**Assignment:** Tell how many lines in the data below contain "display", using one number as the whole reply.

[Natural language region descriptions]
Content starts
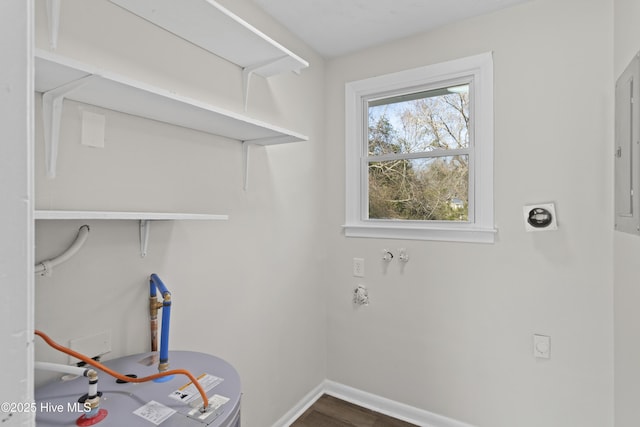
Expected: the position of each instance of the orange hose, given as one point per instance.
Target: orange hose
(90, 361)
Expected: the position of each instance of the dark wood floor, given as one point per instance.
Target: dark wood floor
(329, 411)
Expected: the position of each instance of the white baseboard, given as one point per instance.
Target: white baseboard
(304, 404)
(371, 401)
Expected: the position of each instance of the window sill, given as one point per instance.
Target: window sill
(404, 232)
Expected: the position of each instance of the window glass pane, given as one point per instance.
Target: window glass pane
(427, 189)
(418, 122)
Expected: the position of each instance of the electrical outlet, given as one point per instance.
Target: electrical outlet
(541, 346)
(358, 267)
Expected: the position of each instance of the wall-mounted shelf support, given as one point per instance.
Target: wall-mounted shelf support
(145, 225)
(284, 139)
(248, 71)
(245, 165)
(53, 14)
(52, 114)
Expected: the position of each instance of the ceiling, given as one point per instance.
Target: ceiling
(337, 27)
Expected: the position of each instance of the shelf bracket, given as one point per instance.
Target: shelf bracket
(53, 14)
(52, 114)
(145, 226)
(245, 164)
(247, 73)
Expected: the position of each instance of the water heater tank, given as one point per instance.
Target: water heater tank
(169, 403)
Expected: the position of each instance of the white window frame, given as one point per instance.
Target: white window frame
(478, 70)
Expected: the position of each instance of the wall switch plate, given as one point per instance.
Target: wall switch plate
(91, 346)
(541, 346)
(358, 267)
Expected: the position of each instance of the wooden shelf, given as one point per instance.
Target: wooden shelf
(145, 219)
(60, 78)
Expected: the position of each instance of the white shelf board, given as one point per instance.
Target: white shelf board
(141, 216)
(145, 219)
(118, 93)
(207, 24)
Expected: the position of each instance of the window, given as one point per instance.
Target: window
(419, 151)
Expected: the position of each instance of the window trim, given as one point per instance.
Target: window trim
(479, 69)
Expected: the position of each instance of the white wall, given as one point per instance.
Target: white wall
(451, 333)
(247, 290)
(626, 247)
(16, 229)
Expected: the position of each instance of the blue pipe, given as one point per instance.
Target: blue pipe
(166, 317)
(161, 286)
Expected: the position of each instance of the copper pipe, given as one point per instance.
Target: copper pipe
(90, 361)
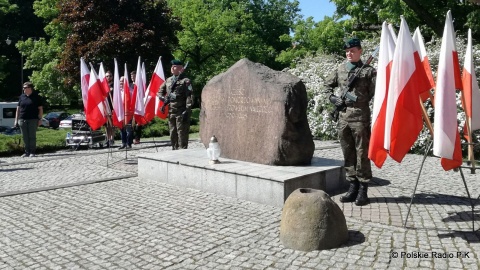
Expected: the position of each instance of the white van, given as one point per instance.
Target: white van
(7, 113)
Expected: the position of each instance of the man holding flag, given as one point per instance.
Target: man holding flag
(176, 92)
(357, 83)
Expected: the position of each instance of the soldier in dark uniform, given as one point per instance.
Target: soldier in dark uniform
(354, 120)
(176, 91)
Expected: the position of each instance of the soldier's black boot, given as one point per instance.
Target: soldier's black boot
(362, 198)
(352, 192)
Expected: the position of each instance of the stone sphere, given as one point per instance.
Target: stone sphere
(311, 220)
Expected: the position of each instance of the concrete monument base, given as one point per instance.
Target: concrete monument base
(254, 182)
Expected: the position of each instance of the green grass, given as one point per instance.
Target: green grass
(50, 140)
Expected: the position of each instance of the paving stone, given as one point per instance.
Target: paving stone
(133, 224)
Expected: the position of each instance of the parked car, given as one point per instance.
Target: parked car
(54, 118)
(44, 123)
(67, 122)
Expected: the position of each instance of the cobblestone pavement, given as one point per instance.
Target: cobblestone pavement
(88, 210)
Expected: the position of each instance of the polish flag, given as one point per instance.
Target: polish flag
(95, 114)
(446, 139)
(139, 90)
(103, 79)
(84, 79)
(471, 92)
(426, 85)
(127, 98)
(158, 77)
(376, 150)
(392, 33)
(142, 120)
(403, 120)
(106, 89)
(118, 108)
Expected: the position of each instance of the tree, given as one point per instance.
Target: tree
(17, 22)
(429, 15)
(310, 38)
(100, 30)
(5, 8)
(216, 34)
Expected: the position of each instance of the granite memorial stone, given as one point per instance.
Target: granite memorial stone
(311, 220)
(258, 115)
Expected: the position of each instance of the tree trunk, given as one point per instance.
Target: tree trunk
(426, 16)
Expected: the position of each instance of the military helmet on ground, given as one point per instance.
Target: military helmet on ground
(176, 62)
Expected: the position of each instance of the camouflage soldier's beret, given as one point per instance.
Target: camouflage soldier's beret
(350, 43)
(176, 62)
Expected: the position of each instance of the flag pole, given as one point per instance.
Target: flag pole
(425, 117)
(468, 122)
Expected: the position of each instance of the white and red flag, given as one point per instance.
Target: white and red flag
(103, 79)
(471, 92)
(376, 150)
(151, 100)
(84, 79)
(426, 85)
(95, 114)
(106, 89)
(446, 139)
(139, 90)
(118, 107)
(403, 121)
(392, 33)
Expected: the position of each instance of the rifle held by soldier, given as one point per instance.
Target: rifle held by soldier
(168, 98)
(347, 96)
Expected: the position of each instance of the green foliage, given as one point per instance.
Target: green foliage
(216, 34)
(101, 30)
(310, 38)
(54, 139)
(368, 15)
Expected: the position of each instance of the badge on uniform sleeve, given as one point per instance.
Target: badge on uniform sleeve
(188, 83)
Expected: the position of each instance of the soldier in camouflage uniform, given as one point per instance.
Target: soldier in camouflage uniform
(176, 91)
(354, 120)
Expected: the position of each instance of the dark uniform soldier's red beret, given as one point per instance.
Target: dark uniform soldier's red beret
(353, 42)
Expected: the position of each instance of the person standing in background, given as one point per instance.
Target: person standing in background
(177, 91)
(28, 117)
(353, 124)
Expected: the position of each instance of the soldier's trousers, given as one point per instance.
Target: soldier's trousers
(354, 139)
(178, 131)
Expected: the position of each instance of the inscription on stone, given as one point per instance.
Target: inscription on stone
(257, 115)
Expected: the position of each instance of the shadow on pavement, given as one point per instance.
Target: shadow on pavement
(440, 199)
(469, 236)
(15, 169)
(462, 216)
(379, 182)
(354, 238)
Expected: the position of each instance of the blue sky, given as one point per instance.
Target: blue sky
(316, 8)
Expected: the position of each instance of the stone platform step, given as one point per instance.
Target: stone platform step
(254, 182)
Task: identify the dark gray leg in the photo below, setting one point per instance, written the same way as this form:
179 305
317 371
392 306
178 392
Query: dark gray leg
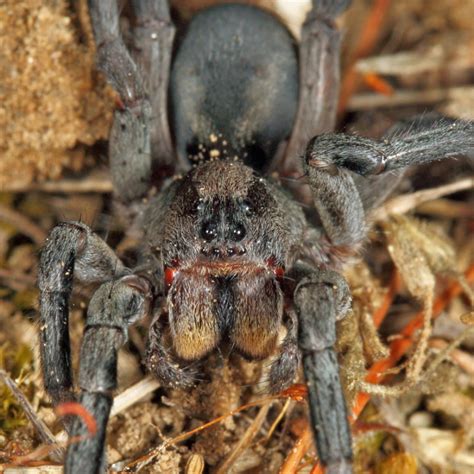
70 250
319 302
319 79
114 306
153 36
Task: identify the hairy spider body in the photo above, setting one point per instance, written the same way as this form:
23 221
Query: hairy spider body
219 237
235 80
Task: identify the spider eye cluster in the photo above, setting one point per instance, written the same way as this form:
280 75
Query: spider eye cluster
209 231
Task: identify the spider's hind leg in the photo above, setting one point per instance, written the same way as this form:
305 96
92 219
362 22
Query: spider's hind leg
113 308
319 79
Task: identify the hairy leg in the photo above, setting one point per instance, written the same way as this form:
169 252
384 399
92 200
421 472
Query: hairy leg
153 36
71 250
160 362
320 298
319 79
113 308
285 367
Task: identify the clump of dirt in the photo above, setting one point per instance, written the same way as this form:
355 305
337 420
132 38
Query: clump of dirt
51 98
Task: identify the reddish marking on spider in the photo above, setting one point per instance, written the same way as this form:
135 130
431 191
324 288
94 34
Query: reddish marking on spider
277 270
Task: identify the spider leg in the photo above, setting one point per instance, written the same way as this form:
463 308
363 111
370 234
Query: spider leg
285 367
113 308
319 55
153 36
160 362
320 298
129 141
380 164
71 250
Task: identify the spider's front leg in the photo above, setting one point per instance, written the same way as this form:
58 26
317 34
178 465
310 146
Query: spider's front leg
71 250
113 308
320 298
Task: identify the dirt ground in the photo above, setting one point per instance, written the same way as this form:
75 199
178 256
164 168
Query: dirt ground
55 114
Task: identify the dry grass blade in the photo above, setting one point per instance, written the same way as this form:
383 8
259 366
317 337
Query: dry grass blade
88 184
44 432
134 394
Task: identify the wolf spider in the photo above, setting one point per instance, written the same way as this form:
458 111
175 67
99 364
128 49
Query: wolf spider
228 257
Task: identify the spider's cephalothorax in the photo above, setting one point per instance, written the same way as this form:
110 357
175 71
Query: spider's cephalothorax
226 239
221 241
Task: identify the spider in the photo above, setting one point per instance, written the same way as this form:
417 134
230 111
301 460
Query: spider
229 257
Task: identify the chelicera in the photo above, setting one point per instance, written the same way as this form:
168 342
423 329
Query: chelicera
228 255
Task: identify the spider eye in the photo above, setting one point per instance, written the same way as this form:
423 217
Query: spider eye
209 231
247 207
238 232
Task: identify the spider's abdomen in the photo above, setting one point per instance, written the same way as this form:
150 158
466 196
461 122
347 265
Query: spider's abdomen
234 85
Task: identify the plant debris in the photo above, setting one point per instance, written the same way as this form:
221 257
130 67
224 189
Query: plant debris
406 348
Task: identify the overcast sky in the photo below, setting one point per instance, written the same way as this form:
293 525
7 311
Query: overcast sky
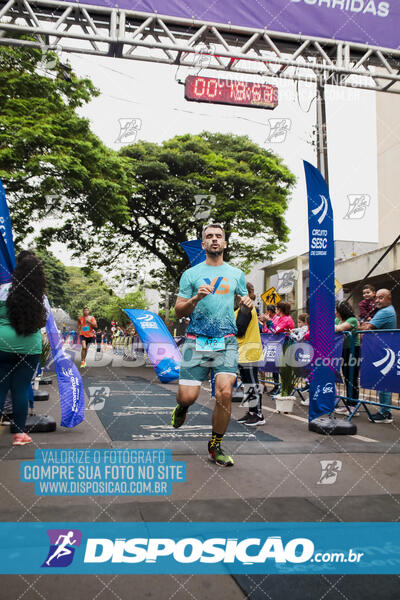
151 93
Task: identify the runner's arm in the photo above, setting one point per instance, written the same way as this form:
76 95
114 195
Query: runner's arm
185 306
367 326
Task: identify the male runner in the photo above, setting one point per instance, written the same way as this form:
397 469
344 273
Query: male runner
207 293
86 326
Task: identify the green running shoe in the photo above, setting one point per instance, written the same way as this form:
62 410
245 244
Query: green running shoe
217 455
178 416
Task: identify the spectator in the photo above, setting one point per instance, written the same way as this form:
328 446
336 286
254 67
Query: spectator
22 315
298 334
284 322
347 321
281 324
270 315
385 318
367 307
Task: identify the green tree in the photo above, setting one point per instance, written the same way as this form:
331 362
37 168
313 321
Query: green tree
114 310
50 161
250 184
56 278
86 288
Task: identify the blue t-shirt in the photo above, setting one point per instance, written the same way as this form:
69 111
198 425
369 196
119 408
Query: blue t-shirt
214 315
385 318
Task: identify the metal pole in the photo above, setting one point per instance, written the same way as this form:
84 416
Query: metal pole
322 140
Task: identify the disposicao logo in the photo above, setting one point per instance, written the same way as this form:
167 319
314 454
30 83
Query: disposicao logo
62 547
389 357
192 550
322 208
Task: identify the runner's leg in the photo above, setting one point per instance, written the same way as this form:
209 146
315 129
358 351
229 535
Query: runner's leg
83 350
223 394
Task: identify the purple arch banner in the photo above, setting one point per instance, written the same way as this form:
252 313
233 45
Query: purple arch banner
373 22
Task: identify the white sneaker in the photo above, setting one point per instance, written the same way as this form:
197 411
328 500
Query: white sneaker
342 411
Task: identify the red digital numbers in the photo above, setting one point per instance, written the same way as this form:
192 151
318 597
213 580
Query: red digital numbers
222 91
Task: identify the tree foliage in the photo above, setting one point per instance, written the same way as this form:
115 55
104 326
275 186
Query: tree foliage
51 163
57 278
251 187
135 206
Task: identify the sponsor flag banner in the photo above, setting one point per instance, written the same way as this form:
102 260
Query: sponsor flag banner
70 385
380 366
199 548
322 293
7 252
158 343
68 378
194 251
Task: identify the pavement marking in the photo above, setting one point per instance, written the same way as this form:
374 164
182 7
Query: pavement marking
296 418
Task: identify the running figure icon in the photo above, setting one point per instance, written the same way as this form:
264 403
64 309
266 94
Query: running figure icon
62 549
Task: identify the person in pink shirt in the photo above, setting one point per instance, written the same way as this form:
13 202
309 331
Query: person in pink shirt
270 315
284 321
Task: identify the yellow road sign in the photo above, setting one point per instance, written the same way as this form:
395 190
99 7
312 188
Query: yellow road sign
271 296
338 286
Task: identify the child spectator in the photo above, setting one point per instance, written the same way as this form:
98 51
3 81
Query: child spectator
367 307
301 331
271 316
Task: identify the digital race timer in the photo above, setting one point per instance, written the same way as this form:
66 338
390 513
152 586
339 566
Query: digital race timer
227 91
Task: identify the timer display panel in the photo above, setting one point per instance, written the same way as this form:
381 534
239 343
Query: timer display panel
Content ends
**Final answer:** 2